──────── Information ────────

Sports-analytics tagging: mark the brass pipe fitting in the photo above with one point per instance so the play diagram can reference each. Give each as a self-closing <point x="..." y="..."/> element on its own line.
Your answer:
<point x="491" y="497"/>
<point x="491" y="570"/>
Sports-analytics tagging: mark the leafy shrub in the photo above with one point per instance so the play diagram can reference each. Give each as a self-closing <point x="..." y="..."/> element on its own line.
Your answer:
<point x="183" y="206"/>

────────
──────── Information ────────

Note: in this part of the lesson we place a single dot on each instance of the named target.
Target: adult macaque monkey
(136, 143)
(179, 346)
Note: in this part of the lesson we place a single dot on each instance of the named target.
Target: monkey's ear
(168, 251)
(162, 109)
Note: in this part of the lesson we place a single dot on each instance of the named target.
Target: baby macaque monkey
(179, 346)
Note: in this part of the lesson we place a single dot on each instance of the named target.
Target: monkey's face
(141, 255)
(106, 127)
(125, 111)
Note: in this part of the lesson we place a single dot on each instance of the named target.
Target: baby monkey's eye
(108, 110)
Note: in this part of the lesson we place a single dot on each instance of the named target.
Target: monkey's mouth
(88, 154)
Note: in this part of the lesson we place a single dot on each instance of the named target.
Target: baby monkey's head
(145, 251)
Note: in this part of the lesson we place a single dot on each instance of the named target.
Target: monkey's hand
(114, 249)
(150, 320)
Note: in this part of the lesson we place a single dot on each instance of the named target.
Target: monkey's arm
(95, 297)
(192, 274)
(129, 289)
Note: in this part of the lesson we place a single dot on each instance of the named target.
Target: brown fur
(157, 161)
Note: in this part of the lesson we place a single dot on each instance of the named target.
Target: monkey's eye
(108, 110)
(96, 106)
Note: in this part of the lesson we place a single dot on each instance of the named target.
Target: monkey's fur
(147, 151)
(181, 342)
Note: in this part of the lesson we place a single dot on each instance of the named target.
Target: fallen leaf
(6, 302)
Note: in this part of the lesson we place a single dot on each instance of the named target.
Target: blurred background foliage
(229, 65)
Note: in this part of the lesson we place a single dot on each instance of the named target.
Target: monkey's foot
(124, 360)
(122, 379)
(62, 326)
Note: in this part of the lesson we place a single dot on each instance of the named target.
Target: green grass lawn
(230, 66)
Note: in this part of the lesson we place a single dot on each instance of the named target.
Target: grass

────────
──────── Information ────────

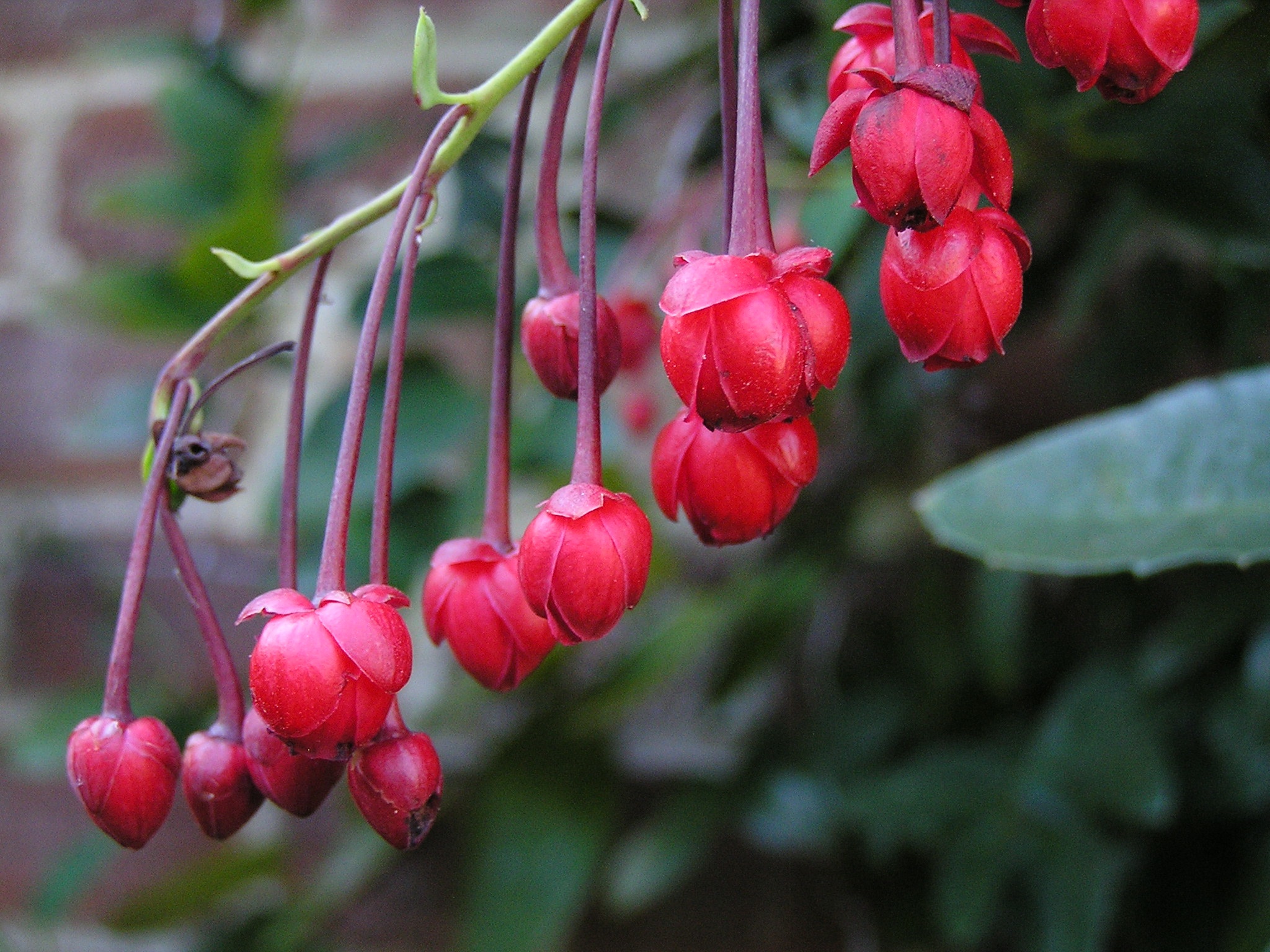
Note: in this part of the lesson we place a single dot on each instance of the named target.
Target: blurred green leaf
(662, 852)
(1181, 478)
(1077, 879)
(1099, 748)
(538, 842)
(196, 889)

────────

### The problem:
Scan the entries above for the word "diagram". Report the lines that hold it.

### Response to the task:
Sports-analytics tagging: mark the brass pipe fitting in the photo above with one point per instance so the play diagram can reference each. Give each as a self-closing <point x="..." y="..."/> element on its own line.
Sports-analytics tagging: mark the leafy shrub in the photo above with one point per instance so the play diagram can reference each. Give each as a self-closing <point x="..." y="..."/> element on its own line.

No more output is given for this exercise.